Friday, March 12, 2010

Humble Pie


Michael came home this afternoon from picking the twins up from school, and he told me about a little run-in he had with another parent there for pick-up. The woman was apparently busy talking on her cell phone and as a result, cut someone off in her mini-van. Michael called the woman out on it, telling her that she had cut someone off because she was on her cell phone while driving (which is illegal here, for whatever that's worth). The woman responded by becoming defensive and telling Michael to mind his own business.

There is another parent at the same school who consistently parks his big pick-up truck in a clearly marked no-parking zone in front of the school while he waits for his child to exit the school. It's a very narrow street, so one side of the street is clearly marked No Parking in order to allow traffic to move through. Yet this guy parks there nearly every day, and blocks traffic. And every time I squeeze past him in my truck, I roll down my window and tell him, "You're not supposed to park there. You're blocking traffic." And every time, he gets nasty with me. The other day, he told me, "I'm sick of your mouth!" I kept driving up to the pick-up area, and when I pulled over to pick Joey up, the guy pulls up beside me in his truck, rolls down his window and continues yelling at me. For pointing out to him that he was in the wrong.

I remember one time when I was waddling through the parking lot of Target, hugely pregnant with Finn, and some guy starts backing his car up without even looking. He came very close to hitting me. I threw my arms up, at which point he rolled down his window and flipped me the finger. Seriously.

These are relatively minor, although aggravating, incidents. There are plenty of non-traffic related instances when people screw up and just can't bring themselves to be humble about it. Instances in which words and/or actions hurt people and damage relationships.

Why is it so hard for people to acknowledge when they're out of line and apologize for it? And more to the point, why is it so hard for people to actually take an honest look at themselves and truly realize when they've been wrong? I think there are elements of both shame and pride at issue. I think some people are so worried about being liked that they're afraid of what might happen if they let their guard down and admit that they're actually fallible human beings who make mistakes sometimes. What is ironic is that they're failing to see that humbling oneself and showing remorse actually tends to make a person more likeable, more real.

My dad was a crummy father when I was growing up. Drunk a lot, violent a lot, absent a lot. I did not grow up having a good relationship with either of my parents. There came a time, though, in my adulthood, when my dad sat me down and cried over all the wrongs he had committed as a parent. No excuses, just a lot of heartfelt remorse. We were able to forge a very loving and positive relationship after that.

(Prompt) In the "Humble Pie" post, how did the woman on her cell phone respond when Michael told her she had cut someone off?

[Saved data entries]
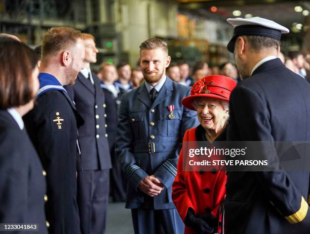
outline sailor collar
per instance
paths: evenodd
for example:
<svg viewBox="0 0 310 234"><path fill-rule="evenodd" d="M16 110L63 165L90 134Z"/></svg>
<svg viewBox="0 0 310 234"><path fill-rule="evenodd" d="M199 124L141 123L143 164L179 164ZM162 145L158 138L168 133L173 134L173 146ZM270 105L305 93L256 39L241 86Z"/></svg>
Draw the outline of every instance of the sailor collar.
<svg viewBox="0 0 310 234"><path fill-rule="evenodd" d="M40 88L36 93L36 98L51 89L57 89L67 92L58 80L53 75L41 72L39 74L38 79Z"/></svg>

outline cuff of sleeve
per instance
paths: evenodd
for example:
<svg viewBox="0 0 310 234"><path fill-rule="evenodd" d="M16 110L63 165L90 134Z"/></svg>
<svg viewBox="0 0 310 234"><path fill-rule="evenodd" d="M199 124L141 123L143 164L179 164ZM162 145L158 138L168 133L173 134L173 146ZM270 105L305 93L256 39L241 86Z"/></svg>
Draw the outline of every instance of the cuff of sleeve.
<svg viewBox="0 0 310 234"><path fill-rule="evenodd" d="M172 185L176 175L177 169L170 162L165 162L154 173L154 175L160 180L166 188Z"/></svg>
<svg viewBox="0 0 310 234"><path fill-rule="evenodd" d="M135 186L135 190L137 190L140 181L148 175L139 166L132 165L127 169L126 176L130 183Z"/></svg>
<svg viewBox="0 0 310 234"><path fill-rule="evenodd" d="M290 223L294 224L301 222L305 217L308 212L308 205L303 197L301 197L300 208L296 213L285 218Z"/></svg>

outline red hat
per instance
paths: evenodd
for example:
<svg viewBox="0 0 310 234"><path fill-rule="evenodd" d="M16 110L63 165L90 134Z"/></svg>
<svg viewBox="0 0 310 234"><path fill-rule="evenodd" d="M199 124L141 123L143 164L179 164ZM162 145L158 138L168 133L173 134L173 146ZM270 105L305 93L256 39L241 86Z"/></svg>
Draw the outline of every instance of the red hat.
<svg viewBox="0 0 310 234"><path fill-rule="evenodd" d="M183 98L182 104L195 111L192 102L198 97L208 97L229 101L230 93L236 85L236 81L227 76L219 75L206 76L192 85L190 96Z"/></svg>

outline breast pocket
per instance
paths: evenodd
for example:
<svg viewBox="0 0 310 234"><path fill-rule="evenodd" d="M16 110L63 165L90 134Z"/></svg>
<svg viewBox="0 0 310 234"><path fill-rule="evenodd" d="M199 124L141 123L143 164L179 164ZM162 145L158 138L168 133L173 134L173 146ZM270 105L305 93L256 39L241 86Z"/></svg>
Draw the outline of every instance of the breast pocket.
<svg viewBox="0 0 310 234"><path fill-rule="evenodd" d="M129 122L134 139L141 139L145 135L143 122L144 116L144 113L142 112L129 113Z"/></svg>
<svg viewBox="0 0 310 234"><path fill-rule="evenodd" d="M164 110L160 113L160 133L162 136L176 136L179 134L179 129L182 120L182 110L174 110L173 118L169 118L170 112Z"/></svg>

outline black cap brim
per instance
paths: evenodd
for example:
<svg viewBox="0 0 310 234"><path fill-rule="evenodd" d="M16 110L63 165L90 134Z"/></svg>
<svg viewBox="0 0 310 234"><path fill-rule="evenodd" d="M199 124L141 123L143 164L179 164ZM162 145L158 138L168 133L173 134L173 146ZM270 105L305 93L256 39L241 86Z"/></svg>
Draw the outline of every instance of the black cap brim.
<svg viewBox="0 0 310 234"><path fill-rule="evenodd" d="M234 51L235 51L235 43L236 43L236 37L234 36L231 39L230 39L230 40L229 40L229 42L227 44L227 49L229 52L231 52L232 53L233 53Z"/></svg>
<svg viewBox="0 0 310 234"><path fill-rule="evenodd" d="M261 25L246 25L239 26L235 28L234 36L227 45L227 49L228 51L233 53L237 38L240 36L246 35L265 36L280 40L281 38L281 31Z"/></svg>

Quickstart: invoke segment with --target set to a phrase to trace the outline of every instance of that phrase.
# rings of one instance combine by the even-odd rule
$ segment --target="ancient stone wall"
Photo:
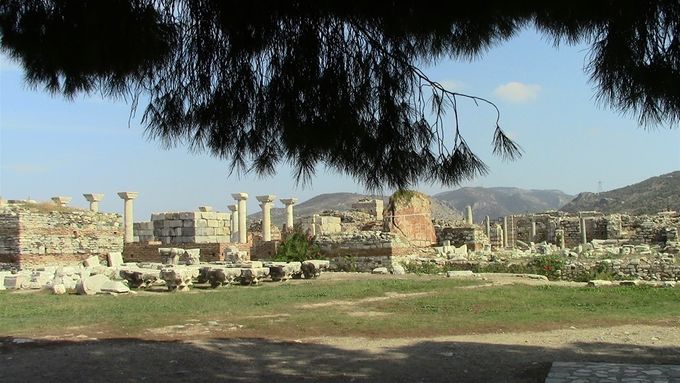
[[[395,193],[383,213],[383,230],[402,235],[415,246],[435,244],[437,236],[432,224],[431,205],[425,194],[413,191]]]
[[[562,279],[582,280],[583,276],[605,273],[619,279],[680,281],[680,264],[673,259],[629,259],[572,262],[562,269]]]
[[[311,236],[329,235],[342,231],[340,217],[314,214],[311,217],[299,218],[298,223],[302,231]]]
[[[415,256],[406,240],[381,231],[323,235],[317,236],[315,242],[321,257],[330,260],[333,270],[365,272],[376,267],[391,268]]]
[[[280,240],[255,241],[250,248],[250,259],[253,261],[271,260],[276,255],[280,242]]]
[[[230,247],[238,247],[235,245],[230,243],[173,243],[172,247],[201,249],[201,262],[215,262],[224,260],[224,251]],[[168,247],[168,245],[160,242],[126,243],[123,249],[123,260],[125,262],[161,262],[161,256],[158,253],[161,247]]]
[[[156,240],[153,235],[153,222],[135,222],[132,224],[134,242],[152,242]]]
[[[455,247],[467,245],[468,249],[473,251],[481,251],[485,245],[490,244],[484,229],[477,225],[436,227],[435,231],[437,233],[437,243],[439,244],[449,241]]]
[[[156,213],[151,214],[151,222],[154,240],[163,244],[230,241],[229,213],[213,211]]]
[[[118,214],[13,206],[0,211],[0,232],[3,262],[68,264],[123,249]]]
[[[583,212],[585,218],[586,240],[619,239],[629,240],[633,244],[654,244],[675,238],[680,228],[680,215],[675,212],[662,212],[652,216],[628,216],[625,214],[603,215],[598,212]],[[569,248],[578,246],[581,238],[581,217],[563,212],[508,216],[508,245],[513,246],[516,240],[523,242],[555,243],[555,230],[564,233],[565,245]],[[535,235],[532,237],[532,222],[535,223]],[[503,227],[500,219],[496,225]],[[493,227],[492,227],[493,232]],[[494,237],[492,235],[492,237]],[[492,244],[493,244],[493,238]],[[673,241],[674,239],[670,239]]]
[[[368,213],[377,220],[383,219],[383,208],[384,203],[381,199],[364,199],[352,204],[352,209]]]

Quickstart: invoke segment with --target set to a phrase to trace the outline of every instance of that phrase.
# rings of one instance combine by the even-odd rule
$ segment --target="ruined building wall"
[[[151,214],[153,240],[163,244],[226,243],[230,241],[229,213],[212,211]],[[148,237],[148,224],[139,223],[139,240]],[[148,239],[147,239],[148,240]]]
[[[508,216],[508,242],[512,246],[515,240],[529,242],[555,243],[555,230],[562,230],[565,245],[574,247],[581,243],[581,219],[577,215],[564,213],[546,213]],[[536,225],[536,233],[532,238],[532,221]],[[503,227],[503,219],[496,223]],[[629,240],[634,244],[664,243],[675,238],[674,233],[680,227],[677,213],[664,212],[653,216],[628,216],[625,214],[602,215],[588,212],[585,216],[586,240],[617,239]],[[492,227],[492,244],[496,237]],[[670,233],[670,234],[668,234]]]
[[[69,264],[123,250],[118,214],[5,209],[0,212],[0,231],[2,262]]]
[[[322,258],[329,259],[331,269],[371,271],[391,268],[415,257],[408,242],[395,233],[362,231],[317,236]]]
[[[437,243],[450,241],[451,245],[460,247],[467,245],[473,251],[484,250],[484,245],[489,245],[489,238],[484,232],[485,229],[477,225],[465,227],[435,227],[437,233]]]
[[[437,242],[432,224],[432,203],[425,194],[395,193],[384,212],[383,230],[406,238],[411,245],[427,247]]]
[[[352,209],[358,210],[364,213],[372,215],[377,220],[382,220],[383,218],[383,200],[381,199],[368,199],[359,200],[352,204]]]
[[[123,260],[125,262],[161,262],[158,249],[161,247],[178,247],[182,249],[200,249],[201,262],[224,260],[224,250],[234,247],[228,243],[173,243],[171,246],[160,243],[132,242],[125,244]]]

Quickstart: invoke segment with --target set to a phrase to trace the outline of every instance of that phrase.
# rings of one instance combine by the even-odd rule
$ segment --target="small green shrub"
[[[409,274],[439,274],[441,272],[444,272],[443,267],[438,266],[437,264],[432,262],[427,263],[409,262],[402,263],[402,266],[404,266],[404,270]]]
[[[342,260],[338,262],[338,271],[344,271],[346,273],[356,273],[359,270],[357,266],[357,259],[352,255],[345,255]]]
[[[277,262],[302,262],[309,259],[319,259],[320,250],[313,238],[308,237],[299,226],[296,226],[293,232],[285,235],[273,260]]]
[[[564,264],[564,258],[559,255],[544,255],[532,259],[527,267],[531,272],[545,275],[548,279],[559,279]]]

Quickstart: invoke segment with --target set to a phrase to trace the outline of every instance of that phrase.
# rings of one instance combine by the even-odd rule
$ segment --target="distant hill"
[[[475,222],[482,222],[485,216],[495,219],[510,214],[537,213],[556,210],[574,196],[559,190],[526,190],[512,187],[464,187],[435,194],[435,199],[446,202],[459,212],[472,206]]]
[[[680,211],[680,171],[603,193],[580,193],[560,210],[640,215],[655,214],[669,208]]]
[[[298,203],[294,207],[295,217],[310,216],[312,214],[320,213],[324,210],[351,210],[352,204],[359,201],[362,198],[383,198],[385,201],[385,206],[387,206],[387,200],[389,196],[371,196],[367,194],[358,193],[327,193],[320,194],[316,197],[308,199],[307,201]],[[432,201],[432,212],[433,217],[436,219],[460,219],[460,214],[458,214],[454,209],[448,206],[446,203],[442,203],[433,199]],[[286,219],[286,210],[284,208],[273,208],[272,209],[272,222],[281,226]],[[262,212],[256,212],[248,215],[249,220],[262,219]]]

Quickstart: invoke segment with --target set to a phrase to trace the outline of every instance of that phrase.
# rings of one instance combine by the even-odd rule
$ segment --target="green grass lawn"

(Output for this task) She became defensive and told Michael to mind his own business.